**Your goal**
Please transfer the entries from the line with "writing on cake." to the line with "(512, 0), (630, 138)", both included, keeping every line and adding -39 to each answer coordinate.

-- START --

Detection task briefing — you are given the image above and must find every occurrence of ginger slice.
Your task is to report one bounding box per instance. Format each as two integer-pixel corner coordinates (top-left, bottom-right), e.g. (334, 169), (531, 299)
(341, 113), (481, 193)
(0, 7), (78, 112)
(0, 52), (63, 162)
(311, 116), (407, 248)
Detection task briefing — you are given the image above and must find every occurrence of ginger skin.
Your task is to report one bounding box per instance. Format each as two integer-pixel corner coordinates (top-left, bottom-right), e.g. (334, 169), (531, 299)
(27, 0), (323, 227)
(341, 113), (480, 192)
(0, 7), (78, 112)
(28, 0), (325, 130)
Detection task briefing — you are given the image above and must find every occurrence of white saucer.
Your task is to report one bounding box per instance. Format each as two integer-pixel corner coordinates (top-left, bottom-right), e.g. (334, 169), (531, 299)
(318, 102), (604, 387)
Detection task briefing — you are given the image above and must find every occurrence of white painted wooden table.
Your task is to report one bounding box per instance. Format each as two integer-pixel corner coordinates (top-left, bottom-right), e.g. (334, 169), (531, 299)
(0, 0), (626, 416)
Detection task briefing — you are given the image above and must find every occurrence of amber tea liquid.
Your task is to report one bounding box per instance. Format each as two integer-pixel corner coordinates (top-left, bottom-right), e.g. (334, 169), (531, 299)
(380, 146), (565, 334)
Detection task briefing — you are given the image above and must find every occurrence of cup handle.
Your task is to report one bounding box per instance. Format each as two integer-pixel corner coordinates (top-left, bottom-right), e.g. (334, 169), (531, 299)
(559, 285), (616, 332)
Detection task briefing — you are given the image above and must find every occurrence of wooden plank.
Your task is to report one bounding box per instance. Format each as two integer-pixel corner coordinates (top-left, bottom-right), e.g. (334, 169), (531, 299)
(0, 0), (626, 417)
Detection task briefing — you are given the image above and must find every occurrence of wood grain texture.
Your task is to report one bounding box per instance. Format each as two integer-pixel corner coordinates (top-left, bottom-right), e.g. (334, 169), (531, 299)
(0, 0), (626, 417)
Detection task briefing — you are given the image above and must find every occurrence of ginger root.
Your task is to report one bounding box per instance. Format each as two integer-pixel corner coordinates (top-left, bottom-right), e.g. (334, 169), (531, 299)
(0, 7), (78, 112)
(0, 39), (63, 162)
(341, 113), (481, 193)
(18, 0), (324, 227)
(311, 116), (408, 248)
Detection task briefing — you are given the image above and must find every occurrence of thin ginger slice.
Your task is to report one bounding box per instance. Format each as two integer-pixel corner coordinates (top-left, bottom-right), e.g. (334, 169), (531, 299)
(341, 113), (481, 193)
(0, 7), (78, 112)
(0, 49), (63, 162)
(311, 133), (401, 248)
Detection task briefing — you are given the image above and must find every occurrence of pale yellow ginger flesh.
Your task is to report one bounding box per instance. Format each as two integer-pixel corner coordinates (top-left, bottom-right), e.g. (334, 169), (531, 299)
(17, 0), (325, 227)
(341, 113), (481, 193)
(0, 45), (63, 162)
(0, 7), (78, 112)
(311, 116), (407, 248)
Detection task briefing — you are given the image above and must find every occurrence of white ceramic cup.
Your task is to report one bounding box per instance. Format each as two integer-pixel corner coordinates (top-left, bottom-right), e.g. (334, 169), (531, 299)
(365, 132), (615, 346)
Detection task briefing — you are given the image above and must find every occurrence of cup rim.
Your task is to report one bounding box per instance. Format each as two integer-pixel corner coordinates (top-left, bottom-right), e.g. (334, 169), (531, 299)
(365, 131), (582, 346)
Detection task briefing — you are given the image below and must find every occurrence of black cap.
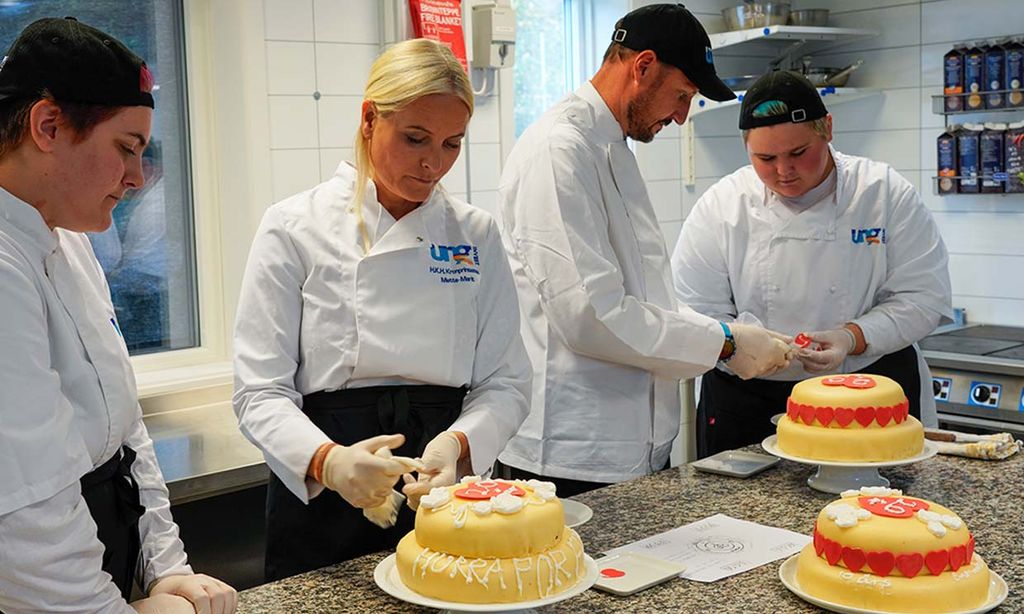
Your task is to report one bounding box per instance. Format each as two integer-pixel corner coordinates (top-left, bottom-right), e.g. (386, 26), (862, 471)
(739, 71), (828, 130)
(611, 4), (736, 100)
(0, 17), (153, 108)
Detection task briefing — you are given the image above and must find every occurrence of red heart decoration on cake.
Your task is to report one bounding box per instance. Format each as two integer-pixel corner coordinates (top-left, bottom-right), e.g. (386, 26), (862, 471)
(867, 553), (896, 577)
(857, 496), (929, 518)
(856, 407), (874, 429)
(925, 550), (949, 575)
(814, 407), (836, 427)
(825, 540), (843, 565)
(843, 547), (867, 571)
(455, 480), (526, 499)
(949, 544), (967, 571)
(836, 407), (854, 427)
(896, 553), (925, 578)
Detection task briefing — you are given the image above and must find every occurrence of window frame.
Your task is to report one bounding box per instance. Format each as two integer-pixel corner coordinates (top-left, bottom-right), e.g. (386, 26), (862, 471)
(131, 0), (272, 401)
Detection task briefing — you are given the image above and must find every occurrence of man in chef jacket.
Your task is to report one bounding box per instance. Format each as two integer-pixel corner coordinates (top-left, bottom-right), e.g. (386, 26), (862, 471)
(672, 72), (952, 456)
(499, 4), (788, 496)
(0, 17), (237, 614)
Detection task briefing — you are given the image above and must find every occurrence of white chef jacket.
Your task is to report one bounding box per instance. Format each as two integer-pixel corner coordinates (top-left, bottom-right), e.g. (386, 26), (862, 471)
(0, 188), (191, 613)
(672, 148), (952, 425)
(499, 83), (724, 482)
(233, 163), (530, 501)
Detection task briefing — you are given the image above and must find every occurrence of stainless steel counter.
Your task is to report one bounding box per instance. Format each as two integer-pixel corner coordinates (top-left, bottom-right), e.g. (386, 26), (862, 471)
(148, 402), (268, 503)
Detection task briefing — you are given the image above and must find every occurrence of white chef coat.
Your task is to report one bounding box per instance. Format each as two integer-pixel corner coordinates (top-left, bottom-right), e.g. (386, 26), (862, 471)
(0, 188), (191, 612)
(672, 148), (952, 425)
(499, 83), (724, 482)
(233, 163), (530, 501)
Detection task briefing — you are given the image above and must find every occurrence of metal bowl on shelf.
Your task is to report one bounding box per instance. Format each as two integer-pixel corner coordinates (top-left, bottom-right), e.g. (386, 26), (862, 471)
(790, 8), (828, 27)
(722, 2), (790, 32)
(722, 75), (761, 92)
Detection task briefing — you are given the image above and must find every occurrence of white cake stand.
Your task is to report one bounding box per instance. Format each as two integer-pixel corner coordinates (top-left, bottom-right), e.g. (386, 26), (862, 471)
(374, 554), (597, 614)
(761, 435), (939, 494)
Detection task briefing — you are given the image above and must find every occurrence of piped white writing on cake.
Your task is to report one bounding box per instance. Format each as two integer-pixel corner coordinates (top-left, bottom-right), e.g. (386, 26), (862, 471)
(413, 531), (585, 598)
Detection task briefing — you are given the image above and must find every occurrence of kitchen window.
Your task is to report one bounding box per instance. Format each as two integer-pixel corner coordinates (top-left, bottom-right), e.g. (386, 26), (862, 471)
(0, 0), (200, 355)
(512, 0), (630, 138)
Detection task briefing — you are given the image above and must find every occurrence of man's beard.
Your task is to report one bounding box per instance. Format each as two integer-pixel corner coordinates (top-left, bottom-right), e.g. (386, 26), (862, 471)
(626, 77), (665, 143)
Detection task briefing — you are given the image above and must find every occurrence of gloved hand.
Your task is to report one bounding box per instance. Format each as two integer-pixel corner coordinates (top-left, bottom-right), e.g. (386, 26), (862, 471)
(150, 573), (239, 614)
(401, 431), (462, 510)
(726, 323), (793, 380)
(321, 435), (408, 509)
(797, 328), (857, 374)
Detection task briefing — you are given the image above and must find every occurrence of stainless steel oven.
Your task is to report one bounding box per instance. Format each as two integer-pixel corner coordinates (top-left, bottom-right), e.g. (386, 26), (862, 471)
(920, 324), (1024, 439)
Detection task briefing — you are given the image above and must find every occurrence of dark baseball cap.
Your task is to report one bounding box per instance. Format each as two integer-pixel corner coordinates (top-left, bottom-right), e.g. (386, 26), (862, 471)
(739, 71), (828, 130)
(0, 17), (153, 108)
(611, 4), (736, 100)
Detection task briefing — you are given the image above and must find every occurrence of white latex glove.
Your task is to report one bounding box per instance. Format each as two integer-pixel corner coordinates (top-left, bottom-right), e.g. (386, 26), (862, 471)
(150, 573), (239, 614)
(797, 328), (857, 374)
(321, 435), (408, 509)
(726, 323), (793, 380)
(128, 594), (196, 614)
(401, 431), (462, 510)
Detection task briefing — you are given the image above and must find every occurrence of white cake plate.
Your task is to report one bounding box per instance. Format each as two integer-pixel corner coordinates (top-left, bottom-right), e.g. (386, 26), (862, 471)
(761, 435), (939, 494)
(374, 554), (597, 614)
(778, 555), (1010, 614)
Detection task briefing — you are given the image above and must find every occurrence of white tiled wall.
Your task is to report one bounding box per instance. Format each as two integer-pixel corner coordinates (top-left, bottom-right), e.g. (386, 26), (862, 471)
(637, 0), (1024, 325)
(263, 0), (503, 215)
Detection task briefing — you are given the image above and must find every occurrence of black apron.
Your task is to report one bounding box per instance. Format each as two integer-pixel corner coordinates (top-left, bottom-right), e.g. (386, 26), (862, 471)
(81, 445), (145, 601)
(696, 346), (921, 458)
(265, 386), (467, 581)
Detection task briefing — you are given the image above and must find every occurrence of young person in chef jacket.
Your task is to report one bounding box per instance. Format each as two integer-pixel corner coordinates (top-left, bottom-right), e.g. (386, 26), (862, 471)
(672, 72), (952, 456)
(0, 17), (237, 614)
(234, 39), (530, 579)
(499, 4), (788, 496)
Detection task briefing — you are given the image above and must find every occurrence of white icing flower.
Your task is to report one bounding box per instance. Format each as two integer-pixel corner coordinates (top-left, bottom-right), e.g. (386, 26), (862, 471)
(825, 503), (871, 529)
(490, 490), (522, 514)
(928, 520), (946, 537)
(526, 480), (555, 501)
(420, 486), (452, 510)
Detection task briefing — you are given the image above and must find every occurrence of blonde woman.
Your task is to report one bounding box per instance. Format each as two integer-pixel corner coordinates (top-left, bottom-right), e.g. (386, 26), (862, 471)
(233, 39), (530, 579)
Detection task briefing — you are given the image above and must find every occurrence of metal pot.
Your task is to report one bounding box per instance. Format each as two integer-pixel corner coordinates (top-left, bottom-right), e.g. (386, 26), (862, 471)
(801, 57), (864, 87)
(790, 8), (828, 28)
(722, 2), (790, 32)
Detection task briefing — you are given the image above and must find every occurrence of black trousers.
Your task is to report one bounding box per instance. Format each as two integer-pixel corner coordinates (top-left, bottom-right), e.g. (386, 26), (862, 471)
(696, 346), (921, 458)
(264, 386), (467, 581)
(81, 446), (145, 601)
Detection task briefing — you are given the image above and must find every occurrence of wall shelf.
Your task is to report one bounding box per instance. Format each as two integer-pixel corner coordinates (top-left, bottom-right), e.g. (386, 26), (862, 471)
(689, 87), (881, 120)
(708, 26), (879, 49)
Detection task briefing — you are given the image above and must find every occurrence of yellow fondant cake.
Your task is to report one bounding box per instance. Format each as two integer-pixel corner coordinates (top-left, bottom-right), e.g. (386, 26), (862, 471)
(777, 375), (925, 463)
(797, 487), (989, 613)
(396, 478), (586, 604)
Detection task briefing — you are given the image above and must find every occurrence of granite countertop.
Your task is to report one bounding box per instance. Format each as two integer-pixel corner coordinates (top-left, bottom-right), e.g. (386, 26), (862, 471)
(239, 446), (1024, 614)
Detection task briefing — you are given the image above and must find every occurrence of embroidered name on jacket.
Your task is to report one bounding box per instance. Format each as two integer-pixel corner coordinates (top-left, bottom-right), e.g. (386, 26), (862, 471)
(850, 228), (886, 245)
(430, 244), (480, 283)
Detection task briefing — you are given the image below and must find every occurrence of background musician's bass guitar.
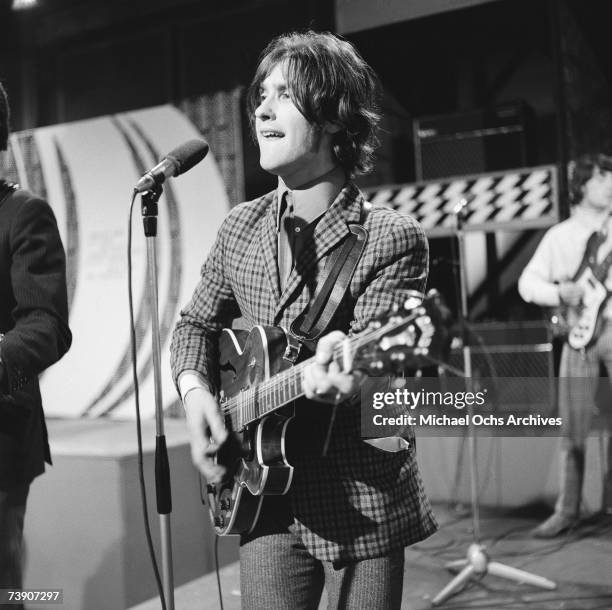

-- END --

**Exercise response**
Detection task briefing — you are given the image above and must find every occurrence of piped white writing on cake.
Your task is to report one bounding box per instance. Format each as two integer-pixel corner coordinates (top-left, bottom-right), e.g. (386, 26), (862, 471)
(374, 492), (546, 559)
Detection task briefing — you are given the image above and must find every occurrence of kitchen window.
Your task is to report one bounding box per instance. Format each as two integer-pixel corner coordinates (top-left, bottom-right), e.g. (386, 26), (862, 471)
(-39, -39), (161, 316)
(473, -39), (591, 99)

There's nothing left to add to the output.